**Given problem**
Please give the data below again in full, exactly as it stands.

**Listing**

= = =

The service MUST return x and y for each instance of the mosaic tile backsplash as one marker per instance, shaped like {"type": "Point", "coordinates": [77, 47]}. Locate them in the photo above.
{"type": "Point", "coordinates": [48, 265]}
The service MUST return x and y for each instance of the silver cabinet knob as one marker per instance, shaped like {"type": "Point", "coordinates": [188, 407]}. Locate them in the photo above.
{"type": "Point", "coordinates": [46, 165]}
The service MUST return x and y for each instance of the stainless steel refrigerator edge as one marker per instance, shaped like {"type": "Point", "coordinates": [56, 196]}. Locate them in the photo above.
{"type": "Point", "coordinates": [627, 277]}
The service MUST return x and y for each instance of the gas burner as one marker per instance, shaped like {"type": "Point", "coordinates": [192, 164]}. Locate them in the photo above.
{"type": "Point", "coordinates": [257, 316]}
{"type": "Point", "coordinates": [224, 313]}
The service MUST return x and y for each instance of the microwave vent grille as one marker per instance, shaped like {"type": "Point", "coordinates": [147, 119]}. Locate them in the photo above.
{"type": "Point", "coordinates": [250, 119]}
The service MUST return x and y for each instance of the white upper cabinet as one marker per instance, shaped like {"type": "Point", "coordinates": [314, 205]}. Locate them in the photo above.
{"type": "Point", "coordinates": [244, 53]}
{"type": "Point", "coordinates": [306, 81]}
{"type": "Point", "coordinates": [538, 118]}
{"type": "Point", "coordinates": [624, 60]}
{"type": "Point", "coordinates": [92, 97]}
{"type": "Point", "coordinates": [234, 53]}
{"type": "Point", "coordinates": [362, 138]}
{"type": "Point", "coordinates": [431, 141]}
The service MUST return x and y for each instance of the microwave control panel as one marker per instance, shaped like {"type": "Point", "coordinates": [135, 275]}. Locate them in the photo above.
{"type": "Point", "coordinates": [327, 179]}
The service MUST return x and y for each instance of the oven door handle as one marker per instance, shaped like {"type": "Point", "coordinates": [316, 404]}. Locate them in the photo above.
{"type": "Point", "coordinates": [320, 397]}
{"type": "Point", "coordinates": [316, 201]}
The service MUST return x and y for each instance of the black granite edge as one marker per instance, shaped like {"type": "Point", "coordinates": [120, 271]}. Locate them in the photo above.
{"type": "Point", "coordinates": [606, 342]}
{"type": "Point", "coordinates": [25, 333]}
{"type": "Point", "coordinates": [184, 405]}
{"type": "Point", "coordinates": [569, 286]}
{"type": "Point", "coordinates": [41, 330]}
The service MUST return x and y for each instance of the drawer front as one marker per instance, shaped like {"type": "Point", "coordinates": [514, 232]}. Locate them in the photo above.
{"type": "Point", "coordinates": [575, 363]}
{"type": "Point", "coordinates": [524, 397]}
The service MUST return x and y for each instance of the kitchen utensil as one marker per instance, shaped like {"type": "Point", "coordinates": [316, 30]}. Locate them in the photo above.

= = =

**The completed task**
The service MUST return x and y for each instance of the mosaic tile backsplash as one marker per instance, shaped like {"type": "Point", "coordinates": [77, 47]}. Locate them in the photo above.
{"type": "Point", "coordinates": [48, 265]}
The service MUST return x and y for each instance of the silver cabinet knob as one marker per instance, shaped like {"type": "Point", "coordinates": [188, 407]}. Locate them in the photo above.
{"type": "Point", "coordinates": [46, 165]}
The service MUST return x and y for each instance of the stainless steel refrigerator edge as one marker per instance, shaped like {"type": "Point", "coordinates": [56, 196]}. Locate them in the photo above.
{"type": "Point", "coordinates": [627, 277]}
The service MUST return x and y for each instance of the gas burner as one marker per instance, shaped like {"type": "Point", "coordinates": [192, 164]}. Locate them in the photo above.
{"type": "Point", "coordinates": [257, 316]}
{"type": "Point", "coordinates": [224, 313]}
The service MUST return x and y for each instance of the microwave vent grille as one marker per instance, shaped like {"type": "Point", "coordinates": [147, 119]}. Locate them in the photo above.
{"type": "Point", "coordinates": [250, 119]}
The service MUST return x and y for each instance of the white upper cabinet as one marker per instance, shaped like {"type": "Point", "coordinates": [314, 205]}. Locate them in the photo above.
{"type": "Point", "coordinates": [244, 53]}
{"type": "Point", "coordinates": [306, 81]}
{"type": "Point", "coordinates": [538, 118]}
{"type": "Point", "coordinates": [624, 60]}
{"type": "Point", "coordinates": [92, 97]}
{"type": "Point", "coordinates": [234, 53]}
{"type": "Point", "coordinates": [362, 138]}
{"type": "Point", "coordinates": [431, 141]}
The service MUST return x and y for each instance of the microwave control panel as one marker per instance, shaped like {"type": "Point", "coordinates": [135, 275]}. Locate them in the photo above.
{"type": "Point", "coordinates": [327, 179]}
The service MUST return x and y for each instance of the oven door handle as one marker per instance, shaped like {"type": "Point", "coordinates": [316, 404]}. Locate them in the photo above.
{"type": "Point", "coordinates": [320, 397]}
{"type": "Point", "coordinates": [316, 201]}
The service MUST return x and y for each instance of the black granite edge as one marker per instance, shaped like {"type": "Point", "coordinates": [120, 271]}. Locate them in the photo above.
{"type": "Point", "coordinates": [606, 342]}
{"type": "Point", "coordinates": [25, 333]}
{"type": "Point", "coordinates": [184, 405]}
{"type": "Point", "coordinates": [569, 286]}
{"type": "Point", "coordinates": [41, 330]}
The service MUST return x and y for each instance of the drawer front as one marker per instance, shaped like {"type": "Point", "coordinates": [514, 232]}. Locate them in the photo above.
{"type": "Point", "coordinates": [575, 363]}
{"type": "Point", "coordinates": [524, 397]}
The service MUST return x and y for each instance of the kitchen utensil as one marker per instance, shaped like {"type": "Point", "coordinates": [316, 30]}. Locate them in the photo above.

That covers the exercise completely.